Впрочем, впоследствии все это становится профессиональной привычкой и делается само собой.
…Я открываю ключом глазной кабинет и привычно протягиваю руку к выключателю… Но рука застывает в воздухе. В дальнем углу, там, на тумбочке, застланной белой салфеткой, стоит офтальмоскоп и я вижу… или это мне мерещится?!.. Офтальмоскоп наклонен вниз почти вертикально, и из объектива бьет пучок света, а под этим пучком — это я уже рассматриваю с замиранием сердца, все еще не веря, что это не мираж, не галлюцинация, — тарелка, а на ней две булочки и два куска картофельной запеканки!..
Я послала санитара с запиской в терапевтический корпус: «Катеринка, приходи немедленно — Бог есть!»
Впоследствии мои записки были значительно короче, всего из нескольких букв: «К! Б Е!»
…Пир бывал, конечно, не каждое дежурство — либо не было подходящего провианта, либо он должен был быть употреблен по другому назначению, но если офтальмоскоп «работал» — это было большим праздником для нас: под утро особенно хотелось есть, и Катерина отлично понимала содержание записки: «Катерина — Бог есть!»
Я тщательно запирала кабинет и с волнением ждала, пока освободится и прибежит Катерина… Как это было замечательно, как вовремя!
С доктором Мурадхановым ни разу не было сказано ни одного слова об этих дарах, о ночных пиршествах. Благодарили разве что взглядом. Но он все хорошо понимал, знал, что я всегда зову Екатерину, и провизии всегда было припасено на двоих. Это было безмолвное понимание, нечто вроде телепатии…
Был у нас в больнице единственный медбрат. Это был больной, стараниями Любочки Н. оставленный при больнице в качестве медбрата. В прежней жизни у него была неподходящая для лагерей профессия — то ли он был учителем, то ли адвокатом, не помню. В лагере ему не повезло, все время он оказывался на общих работах и постепенно превращался в доходягу. Но наконец-то повезло — попал в центральную больницу, где и дошел бы, несомненно, в нашем пелагрозном корпусе, если бы Любочка Н. не устроила его медбратом.
-=-=-
Задание A> Назовите всех людей, которых текст упражнения называет по имени или фамилии. Если у человека несколько форм имени, укажите их все в одной строке.
Задание B> Перепечатайте без изменений фрагмент текста упражнения, который начинается со слов «Я послала санитара» и заканчивается словами «замечательно, как вовремя!».
-=-=-
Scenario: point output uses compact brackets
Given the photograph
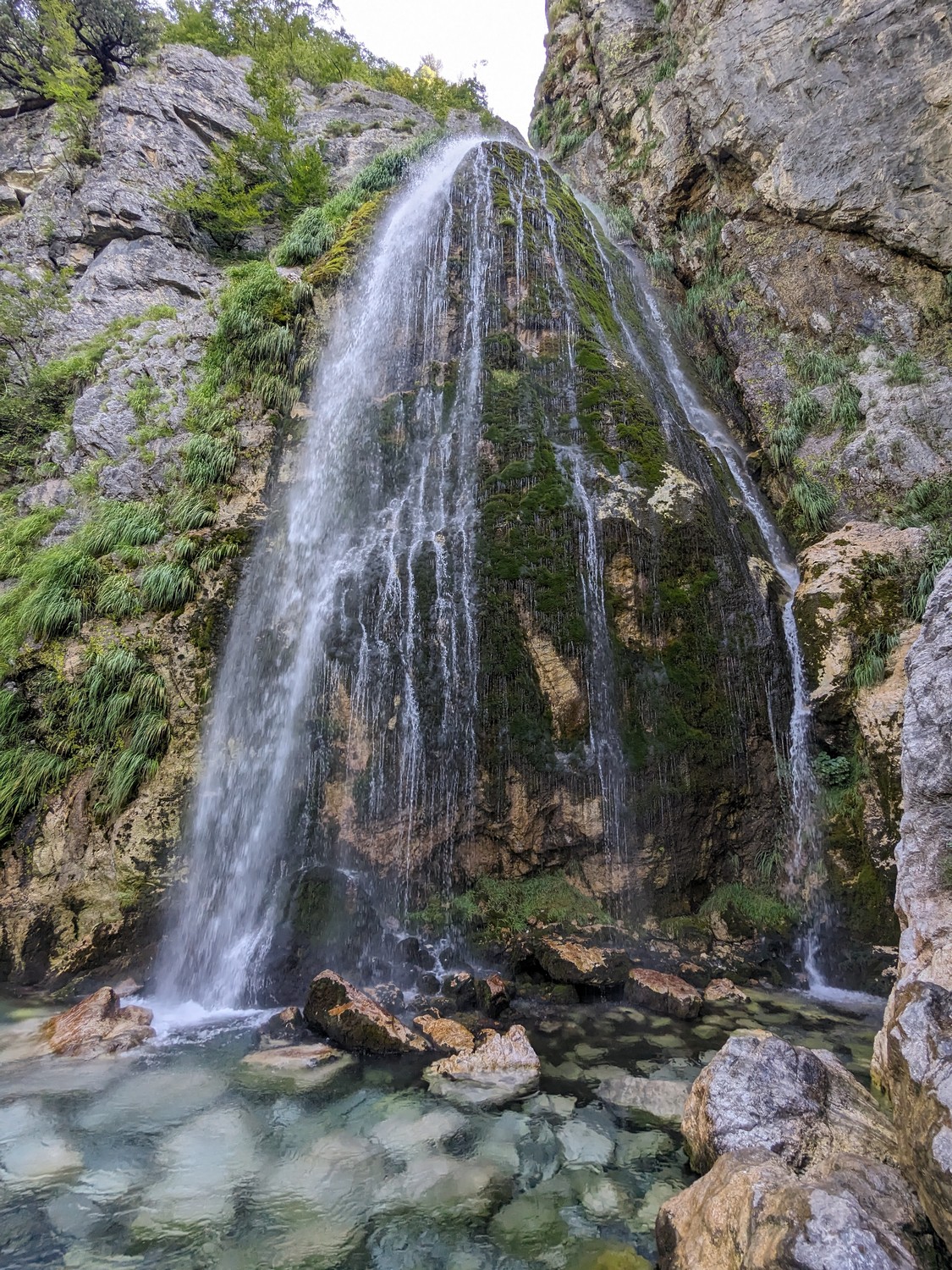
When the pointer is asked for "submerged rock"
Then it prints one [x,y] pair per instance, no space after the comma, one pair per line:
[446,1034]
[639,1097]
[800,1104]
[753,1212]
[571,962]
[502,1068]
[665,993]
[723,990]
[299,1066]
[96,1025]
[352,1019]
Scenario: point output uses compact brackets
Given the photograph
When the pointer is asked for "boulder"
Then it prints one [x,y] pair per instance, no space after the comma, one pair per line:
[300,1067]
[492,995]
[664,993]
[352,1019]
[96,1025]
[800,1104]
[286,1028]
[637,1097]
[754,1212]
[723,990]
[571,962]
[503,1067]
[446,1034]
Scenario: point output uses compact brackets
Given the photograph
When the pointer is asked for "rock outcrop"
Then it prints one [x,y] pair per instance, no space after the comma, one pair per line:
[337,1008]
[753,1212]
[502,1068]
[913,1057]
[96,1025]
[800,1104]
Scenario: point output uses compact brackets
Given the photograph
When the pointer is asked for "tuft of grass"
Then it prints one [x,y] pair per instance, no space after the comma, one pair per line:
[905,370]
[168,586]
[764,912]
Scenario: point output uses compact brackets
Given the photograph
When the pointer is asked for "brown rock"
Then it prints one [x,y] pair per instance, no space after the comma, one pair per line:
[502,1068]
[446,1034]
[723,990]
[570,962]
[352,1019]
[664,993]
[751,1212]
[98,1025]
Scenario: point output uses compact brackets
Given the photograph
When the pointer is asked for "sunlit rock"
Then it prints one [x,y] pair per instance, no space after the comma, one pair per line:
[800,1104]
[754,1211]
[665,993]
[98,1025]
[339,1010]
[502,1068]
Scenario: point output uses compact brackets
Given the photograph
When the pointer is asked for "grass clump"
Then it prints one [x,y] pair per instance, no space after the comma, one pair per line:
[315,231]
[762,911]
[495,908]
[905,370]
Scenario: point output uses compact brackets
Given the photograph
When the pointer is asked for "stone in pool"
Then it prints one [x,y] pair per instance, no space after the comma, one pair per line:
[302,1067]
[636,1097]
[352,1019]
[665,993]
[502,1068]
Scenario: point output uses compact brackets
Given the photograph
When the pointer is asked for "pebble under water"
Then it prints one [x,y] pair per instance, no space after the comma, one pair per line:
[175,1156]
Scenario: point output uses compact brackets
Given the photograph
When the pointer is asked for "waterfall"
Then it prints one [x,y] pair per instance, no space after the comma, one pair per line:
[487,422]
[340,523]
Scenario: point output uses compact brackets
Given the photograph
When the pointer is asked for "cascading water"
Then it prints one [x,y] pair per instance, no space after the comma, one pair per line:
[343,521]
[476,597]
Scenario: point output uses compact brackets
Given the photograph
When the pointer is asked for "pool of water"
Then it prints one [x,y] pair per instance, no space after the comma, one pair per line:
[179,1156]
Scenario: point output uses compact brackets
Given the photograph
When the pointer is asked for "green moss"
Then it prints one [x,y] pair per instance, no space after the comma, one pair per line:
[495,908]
-=-=-
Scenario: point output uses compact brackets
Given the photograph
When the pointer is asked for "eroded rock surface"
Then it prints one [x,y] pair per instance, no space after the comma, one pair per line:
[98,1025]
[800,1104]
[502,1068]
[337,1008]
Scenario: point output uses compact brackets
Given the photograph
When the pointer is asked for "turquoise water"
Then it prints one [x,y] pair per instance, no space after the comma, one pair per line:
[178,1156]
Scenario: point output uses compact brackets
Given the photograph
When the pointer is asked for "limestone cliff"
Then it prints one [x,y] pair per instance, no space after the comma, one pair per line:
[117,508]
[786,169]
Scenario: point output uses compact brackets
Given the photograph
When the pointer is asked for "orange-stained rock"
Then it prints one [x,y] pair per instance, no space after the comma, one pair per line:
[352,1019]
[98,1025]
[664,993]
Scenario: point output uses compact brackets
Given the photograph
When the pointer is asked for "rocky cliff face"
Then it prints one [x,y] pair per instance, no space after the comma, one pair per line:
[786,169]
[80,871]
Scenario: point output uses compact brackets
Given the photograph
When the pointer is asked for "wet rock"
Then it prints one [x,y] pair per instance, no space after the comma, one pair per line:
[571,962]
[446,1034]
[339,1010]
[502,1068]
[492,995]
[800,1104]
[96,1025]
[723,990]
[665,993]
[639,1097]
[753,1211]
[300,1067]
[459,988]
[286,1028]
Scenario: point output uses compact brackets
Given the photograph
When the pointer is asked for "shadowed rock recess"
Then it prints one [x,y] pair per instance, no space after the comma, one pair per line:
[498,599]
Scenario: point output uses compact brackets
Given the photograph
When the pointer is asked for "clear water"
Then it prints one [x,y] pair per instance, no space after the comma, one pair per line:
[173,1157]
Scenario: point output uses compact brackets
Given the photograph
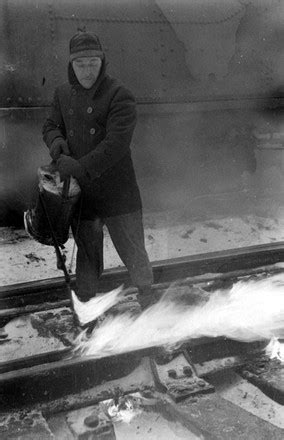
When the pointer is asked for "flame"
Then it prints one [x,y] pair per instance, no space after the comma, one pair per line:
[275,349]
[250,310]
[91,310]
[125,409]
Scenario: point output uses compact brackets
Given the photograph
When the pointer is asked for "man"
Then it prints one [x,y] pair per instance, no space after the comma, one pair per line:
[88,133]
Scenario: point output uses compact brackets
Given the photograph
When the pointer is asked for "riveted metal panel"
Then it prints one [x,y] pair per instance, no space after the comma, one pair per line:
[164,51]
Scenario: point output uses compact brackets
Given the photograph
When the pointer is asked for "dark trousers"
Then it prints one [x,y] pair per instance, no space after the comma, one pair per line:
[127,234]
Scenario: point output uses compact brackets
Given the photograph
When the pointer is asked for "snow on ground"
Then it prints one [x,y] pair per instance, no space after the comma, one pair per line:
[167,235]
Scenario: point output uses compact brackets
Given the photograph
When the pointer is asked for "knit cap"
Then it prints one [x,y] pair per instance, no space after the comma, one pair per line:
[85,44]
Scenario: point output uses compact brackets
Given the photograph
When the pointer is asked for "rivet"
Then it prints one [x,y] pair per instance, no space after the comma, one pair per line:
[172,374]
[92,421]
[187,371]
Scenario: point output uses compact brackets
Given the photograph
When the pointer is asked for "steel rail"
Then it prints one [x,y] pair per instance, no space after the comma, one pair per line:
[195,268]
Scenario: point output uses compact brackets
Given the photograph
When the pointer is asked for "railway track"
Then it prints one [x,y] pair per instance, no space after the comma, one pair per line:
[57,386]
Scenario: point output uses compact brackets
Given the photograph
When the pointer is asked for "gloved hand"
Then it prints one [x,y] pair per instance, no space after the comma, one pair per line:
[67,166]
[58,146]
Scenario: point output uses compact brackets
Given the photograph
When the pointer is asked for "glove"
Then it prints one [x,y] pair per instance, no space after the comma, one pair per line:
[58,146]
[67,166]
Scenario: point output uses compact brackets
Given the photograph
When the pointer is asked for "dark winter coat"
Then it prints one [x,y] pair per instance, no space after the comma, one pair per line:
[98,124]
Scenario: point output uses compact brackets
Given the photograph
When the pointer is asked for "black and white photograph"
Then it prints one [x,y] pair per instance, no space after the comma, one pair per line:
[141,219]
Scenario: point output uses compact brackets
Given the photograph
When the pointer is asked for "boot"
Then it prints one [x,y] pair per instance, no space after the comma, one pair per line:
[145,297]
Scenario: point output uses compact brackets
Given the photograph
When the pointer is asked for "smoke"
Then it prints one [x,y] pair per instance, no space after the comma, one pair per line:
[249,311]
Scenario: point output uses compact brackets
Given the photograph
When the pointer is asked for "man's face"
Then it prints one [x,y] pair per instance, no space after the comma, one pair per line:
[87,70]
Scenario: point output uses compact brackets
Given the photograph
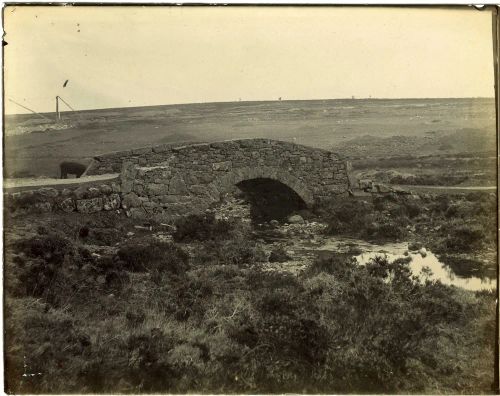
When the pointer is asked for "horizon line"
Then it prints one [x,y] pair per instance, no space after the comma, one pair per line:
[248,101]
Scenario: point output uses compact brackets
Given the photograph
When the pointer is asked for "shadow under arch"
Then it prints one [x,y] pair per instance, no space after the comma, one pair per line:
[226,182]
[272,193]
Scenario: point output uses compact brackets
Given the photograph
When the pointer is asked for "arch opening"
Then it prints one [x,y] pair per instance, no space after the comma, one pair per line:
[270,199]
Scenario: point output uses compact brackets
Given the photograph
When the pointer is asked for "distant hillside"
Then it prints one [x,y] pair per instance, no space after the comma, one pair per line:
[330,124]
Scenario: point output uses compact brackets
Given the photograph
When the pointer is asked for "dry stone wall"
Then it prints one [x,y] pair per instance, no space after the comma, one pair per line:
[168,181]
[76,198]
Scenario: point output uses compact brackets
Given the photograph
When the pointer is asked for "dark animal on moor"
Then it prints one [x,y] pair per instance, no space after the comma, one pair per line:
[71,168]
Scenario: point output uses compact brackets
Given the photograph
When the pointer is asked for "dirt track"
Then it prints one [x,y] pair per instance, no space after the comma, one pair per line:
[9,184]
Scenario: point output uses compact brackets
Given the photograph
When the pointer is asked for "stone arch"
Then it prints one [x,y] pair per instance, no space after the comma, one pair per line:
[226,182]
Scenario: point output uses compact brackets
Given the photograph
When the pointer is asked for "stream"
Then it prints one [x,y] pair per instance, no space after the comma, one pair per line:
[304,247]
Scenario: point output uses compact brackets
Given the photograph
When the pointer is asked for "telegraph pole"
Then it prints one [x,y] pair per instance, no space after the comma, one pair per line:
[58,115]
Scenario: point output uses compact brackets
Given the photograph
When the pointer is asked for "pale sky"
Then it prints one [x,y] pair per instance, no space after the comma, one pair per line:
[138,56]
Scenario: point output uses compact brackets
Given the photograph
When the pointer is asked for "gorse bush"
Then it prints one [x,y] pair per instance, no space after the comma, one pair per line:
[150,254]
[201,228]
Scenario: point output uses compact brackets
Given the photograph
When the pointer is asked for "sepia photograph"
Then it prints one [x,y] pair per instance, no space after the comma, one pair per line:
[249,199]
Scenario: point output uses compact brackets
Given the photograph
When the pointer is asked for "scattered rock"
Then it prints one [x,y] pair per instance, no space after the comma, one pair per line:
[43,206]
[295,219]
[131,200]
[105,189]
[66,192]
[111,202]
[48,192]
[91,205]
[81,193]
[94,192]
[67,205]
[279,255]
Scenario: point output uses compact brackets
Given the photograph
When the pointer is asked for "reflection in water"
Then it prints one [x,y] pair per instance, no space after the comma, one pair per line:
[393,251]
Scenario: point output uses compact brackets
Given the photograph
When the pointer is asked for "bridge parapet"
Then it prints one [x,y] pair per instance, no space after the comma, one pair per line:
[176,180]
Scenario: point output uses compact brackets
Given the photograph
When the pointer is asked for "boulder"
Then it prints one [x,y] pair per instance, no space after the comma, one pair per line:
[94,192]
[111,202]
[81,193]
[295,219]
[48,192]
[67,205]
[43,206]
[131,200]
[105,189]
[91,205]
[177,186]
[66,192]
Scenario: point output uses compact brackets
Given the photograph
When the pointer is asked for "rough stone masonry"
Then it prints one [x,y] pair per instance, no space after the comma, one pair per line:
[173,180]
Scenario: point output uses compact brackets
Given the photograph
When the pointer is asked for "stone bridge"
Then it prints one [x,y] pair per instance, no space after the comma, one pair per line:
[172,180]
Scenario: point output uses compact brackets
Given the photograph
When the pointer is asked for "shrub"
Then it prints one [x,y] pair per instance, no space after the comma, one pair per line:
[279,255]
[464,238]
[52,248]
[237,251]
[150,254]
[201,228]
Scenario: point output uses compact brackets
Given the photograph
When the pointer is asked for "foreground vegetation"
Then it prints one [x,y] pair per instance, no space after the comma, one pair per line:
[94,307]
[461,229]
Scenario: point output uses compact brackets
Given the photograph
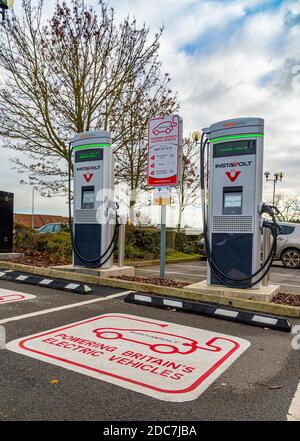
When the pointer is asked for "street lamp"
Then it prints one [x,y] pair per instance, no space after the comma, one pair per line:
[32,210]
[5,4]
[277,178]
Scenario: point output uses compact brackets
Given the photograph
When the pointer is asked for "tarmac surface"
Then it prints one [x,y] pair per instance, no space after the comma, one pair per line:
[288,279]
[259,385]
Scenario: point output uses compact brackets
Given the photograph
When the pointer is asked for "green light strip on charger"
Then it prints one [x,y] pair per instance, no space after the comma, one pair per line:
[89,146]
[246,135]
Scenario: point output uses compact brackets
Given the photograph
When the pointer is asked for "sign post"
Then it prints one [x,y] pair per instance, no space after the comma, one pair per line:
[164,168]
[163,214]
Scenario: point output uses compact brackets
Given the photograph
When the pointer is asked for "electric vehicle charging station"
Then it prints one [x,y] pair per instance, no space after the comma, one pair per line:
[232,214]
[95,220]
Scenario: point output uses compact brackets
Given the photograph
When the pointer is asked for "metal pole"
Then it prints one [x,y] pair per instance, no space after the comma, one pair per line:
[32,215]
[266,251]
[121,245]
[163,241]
-=-=-
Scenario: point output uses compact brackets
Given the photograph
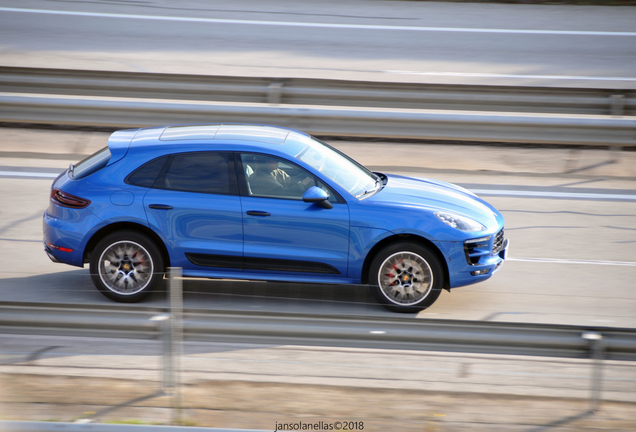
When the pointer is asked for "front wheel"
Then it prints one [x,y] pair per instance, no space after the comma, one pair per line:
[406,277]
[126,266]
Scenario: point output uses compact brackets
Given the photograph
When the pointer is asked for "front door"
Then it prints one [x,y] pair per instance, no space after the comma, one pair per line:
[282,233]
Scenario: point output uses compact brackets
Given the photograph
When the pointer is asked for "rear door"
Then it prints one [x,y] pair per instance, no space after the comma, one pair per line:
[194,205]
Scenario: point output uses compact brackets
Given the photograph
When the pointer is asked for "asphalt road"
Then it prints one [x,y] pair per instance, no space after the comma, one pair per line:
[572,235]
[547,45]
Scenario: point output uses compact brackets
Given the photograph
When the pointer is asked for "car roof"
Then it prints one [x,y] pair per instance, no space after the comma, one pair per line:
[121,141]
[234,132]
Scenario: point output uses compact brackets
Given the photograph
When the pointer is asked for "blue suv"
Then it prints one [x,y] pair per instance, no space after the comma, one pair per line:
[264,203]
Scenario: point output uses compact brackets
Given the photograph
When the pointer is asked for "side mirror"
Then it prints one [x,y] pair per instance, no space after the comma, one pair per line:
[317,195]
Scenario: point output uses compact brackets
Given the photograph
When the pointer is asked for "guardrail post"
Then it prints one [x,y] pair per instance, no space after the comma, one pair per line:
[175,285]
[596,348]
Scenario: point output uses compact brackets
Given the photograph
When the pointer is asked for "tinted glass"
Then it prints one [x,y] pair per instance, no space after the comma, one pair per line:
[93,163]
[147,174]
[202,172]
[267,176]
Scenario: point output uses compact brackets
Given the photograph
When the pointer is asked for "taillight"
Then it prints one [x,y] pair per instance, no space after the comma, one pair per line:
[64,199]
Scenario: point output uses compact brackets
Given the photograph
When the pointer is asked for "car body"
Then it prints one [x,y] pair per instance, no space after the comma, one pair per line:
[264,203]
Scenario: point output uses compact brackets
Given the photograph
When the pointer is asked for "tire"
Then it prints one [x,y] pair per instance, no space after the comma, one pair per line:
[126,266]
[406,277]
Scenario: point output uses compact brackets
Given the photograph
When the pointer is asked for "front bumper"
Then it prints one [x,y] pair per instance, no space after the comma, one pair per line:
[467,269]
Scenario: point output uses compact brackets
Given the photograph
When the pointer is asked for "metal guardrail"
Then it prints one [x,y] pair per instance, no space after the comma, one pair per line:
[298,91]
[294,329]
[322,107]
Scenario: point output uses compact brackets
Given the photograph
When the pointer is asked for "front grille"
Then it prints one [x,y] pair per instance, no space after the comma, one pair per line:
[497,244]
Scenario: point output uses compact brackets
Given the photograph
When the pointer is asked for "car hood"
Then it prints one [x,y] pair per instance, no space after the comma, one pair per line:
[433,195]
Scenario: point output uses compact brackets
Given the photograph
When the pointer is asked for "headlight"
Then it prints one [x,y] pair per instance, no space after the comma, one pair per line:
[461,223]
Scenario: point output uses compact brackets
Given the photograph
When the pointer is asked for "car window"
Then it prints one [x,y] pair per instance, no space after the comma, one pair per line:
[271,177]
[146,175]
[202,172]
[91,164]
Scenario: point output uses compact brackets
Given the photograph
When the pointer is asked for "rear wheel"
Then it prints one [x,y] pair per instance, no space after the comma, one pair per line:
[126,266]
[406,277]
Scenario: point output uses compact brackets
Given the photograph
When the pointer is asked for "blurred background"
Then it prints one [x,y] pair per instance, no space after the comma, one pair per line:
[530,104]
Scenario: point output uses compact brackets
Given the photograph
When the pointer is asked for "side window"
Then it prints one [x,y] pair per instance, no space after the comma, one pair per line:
-=-=-
Решение задания A>
Катеринка, Катерина, Екатерина
Доктор Мурадханов
Любочка Н.

Решение задания B>
Я послала санитара с запиской в терапевтический корпус: «Катеринка, приходи немедленно — Бог есть!»
Впоследствии мои записки были значительно короче, всего из нескольких букв: «К! Б Е!»
…Пир бывал, конечно, не каждое дежурство — либо не было подходящего провианта, либо он должен был быть употреблен по другому назначению, но если офтальмоскоп «работал» — это было большим праздником для нас: под утро особенно хотелось есть, и Катерина отлично понимала содержание записки: «Катерина — Бог есть!»
Я тщательно запирала кабинет и с волнением ждала, пока освободится и прибежит Катерина… Как это было замечательно, как вовремя!